▶ Task details
Extract every line of the listing below that contains the string "vanity", taking case into account.

Annotated coordinate records:
:::
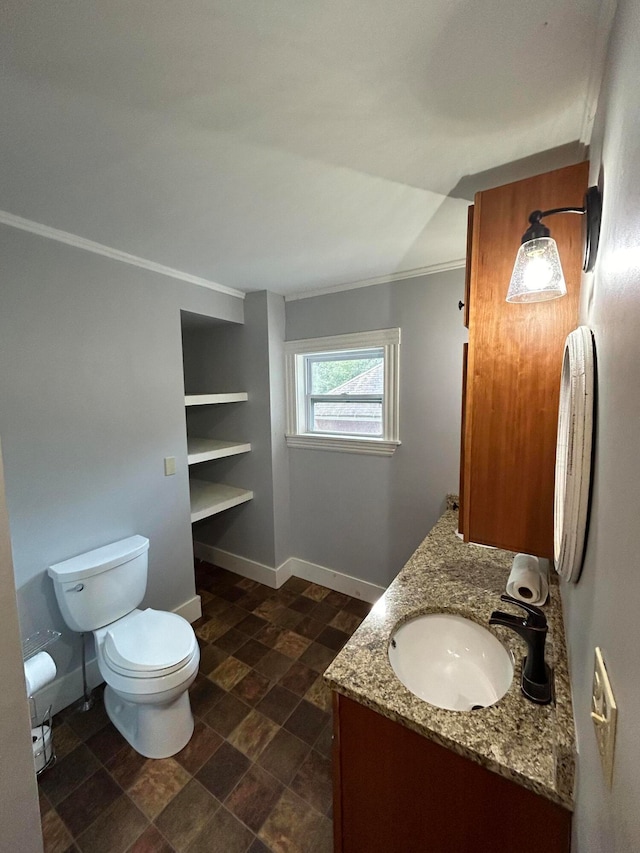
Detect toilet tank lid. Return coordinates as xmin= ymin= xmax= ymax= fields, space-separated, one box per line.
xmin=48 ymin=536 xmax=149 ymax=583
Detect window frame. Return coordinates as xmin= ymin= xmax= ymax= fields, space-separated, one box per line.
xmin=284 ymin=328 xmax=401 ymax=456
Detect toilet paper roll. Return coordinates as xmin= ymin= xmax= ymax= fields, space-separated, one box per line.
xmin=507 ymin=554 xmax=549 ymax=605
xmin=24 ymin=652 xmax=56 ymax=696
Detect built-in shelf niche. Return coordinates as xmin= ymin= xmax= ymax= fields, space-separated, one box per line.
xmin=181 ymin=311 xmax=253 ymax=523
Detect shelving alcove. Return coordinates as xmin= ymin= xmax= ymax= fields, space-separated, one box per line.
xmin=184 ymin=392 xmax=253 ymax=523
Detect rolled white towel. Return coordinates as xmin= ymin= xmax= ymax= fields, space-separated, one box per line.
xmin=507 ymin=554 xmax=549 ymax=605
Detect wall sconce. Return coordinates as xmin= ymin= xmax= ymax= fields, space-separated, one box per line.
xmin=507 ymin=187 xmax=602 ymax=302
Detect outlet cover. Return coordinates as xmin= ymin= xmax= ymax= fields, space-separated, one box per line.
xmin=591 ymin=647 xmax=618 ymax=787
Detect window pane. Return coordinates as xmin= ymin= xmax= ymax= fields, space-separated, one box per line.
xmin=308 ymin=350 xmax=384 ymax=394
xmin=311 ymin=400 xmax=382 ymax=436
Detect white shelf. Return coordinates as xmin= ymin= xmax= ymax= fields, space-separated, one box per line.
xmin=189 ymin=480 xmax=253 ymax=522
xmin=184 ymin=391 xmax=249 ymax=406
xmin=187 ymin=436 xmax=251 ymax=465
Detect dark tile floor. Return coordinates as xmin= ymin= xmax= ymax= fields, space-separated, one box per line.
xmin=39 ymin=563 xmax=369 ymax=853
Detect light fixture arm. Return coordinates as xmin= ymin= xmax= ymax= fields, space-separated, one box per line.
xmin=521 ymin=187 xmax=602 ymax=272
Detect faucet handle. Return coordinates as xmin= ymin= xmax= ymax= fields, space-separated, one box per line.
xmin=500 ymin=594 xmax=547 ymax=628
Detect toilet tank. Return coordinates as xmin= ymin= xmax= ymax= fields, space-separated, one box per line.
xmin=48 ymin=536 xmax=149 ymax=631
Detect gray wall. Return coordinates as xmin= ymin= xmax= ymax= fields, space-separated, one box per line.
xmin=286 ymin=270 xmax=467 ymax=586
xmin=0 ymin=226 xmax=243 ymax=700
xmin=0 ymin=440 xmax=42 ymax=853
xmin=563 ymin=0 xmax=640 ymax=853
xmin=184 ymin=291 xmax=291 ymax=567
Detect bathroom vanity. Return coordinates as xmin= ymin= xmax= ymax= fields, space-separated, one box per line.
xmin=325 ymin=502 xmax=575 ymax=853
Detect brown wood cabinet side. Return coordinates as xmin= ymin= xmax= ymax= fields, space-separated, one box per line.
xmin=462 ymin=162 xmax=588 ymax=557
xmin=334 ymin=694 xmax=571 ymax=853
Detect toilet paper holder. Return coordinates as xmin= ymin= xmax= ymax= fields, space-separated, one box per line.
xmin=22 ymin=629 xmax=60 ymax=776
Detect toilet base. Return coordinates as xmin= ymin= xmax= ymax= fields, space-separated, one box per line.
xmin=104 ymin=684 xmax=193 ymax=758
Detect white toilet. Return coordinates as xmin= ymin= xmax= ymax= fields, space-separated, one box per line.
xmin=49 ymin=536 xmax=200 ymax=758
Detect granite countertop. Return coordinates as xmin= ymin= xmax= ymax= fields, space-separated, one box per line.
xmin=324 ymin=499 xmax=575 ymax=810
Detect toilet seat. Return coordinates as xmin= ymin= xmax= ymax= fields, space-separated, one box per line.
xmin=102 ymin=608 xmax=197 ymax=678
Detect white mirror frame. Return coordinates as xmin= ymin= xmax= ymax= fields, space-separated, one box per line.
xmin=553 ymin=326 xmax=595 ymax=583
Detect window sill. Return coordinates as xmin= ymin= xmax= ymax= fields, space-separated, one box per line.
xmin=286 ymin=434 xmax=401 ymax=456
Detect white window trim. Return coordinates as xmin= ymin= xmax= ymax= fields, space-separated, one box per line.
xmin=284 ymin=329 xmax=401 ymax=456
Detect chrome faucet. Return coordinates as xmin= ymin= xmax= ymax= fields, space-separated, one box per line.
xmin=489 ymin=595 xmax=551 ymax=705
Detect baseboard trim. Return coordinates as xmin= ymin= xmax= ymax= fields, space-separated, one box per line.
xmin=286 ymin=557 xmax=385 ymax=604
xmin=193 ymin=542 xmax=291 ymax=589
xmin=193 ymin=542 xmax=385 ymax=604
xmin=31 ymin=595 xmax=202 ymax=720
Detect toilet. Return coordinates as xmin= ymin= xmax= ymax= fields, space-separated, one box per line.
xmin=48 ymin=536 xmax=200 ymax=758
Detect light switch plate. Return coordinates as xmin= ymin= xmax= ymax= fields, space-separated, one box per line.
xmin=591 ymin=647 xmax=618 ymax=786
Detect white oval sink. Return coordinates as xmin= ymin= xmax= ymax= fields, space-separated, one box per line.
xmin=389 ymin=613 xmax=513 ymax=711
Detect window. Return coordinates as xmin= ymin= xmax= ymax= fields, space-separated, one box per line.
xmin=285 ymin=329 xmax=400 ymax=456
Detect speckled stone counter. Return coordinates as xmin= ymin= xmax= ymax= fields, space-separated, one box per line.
:::
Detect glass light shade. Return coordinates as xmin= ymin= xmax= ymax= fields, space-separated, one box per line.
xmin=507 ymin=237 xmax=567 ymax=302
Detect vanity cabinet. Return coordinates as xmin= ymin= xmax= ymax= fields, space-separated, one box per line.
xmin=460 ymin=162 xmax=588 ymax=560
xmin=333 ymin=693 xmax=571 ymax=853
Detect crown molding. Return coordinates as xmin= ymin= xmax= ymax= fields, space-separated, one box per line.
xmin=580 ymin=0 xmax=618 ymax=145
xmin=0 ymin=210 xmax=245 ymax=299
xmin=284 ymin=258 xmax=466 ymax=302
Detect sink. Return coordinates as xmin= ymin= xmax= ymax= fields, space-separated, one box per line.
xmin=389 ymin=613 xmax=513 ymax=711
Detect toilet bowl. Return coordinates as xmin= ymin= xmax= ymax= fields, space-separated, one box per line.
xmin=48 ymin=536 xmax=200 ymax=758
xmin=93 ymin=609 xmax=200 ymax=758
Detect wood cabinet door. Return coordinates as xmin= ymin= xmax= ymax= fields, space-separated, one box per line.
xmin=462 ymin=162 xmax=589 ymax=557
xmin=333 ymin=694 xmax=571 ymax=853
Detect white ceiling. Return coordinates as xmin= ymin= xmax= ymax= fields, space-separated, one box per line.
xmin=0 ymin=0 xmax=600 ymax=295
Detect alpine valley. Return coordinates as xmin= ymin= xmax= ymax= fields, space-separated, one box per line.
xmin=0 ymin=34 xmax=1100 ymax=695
:::
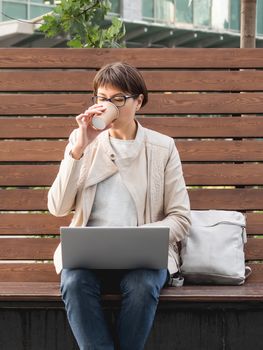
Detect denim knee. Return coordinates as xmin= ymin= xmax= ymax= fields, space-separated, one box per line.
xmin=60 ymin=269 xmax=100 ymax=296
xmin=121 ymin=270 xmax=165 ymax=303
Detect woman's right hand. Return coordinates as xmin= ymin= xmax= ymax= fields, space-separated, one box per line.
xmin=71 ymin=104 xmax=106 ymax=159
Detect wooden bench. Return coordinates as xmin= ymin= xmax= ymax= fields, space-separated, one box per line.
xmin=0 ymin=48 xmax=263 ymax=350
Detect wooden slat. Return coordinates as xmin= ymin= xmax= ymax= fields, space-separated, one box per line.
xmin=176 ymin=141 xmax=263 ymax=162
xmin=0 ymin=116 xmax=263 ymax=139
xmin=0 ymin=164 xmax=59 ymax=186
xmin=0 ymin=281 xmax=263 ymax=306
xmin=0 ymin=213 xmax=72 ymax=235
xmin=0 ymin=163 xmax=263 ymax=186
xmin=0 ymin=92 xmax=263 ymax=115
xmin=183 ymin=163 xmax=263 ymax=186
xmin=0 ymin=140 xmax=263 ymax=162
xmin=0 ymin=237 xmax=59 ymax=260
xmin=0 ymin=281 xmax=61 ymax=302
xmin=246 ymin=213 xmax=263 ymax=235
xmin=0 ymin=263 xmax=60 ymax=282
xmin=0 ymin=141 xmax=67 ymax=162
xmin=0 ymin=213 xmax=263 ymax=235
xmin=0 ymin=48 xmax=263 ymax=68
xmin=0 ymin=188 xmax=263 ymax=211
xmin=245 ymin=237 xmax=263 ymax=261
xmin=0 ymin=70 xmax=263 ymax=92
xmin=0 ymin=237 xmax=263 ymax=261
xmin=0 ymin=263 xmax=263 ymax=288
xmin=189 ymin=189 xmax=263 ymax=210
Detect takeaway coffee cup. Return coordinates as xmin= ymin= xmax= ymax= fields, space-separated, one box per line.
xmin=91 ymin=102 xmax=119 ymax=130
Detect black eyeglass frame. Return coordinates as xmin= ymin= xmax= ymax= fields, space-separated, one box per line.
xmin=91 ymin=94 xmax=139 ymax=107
:::
▶ Complete answer
Detect bathroom vanity. Return coordinates as xmin= ymin= xmax= ymax= fields, space-separated, one box per line.
Detect vanity cabinet. Return coordinates as xmin= ymin= xmax= ymax= fields, space-separated, one box per line.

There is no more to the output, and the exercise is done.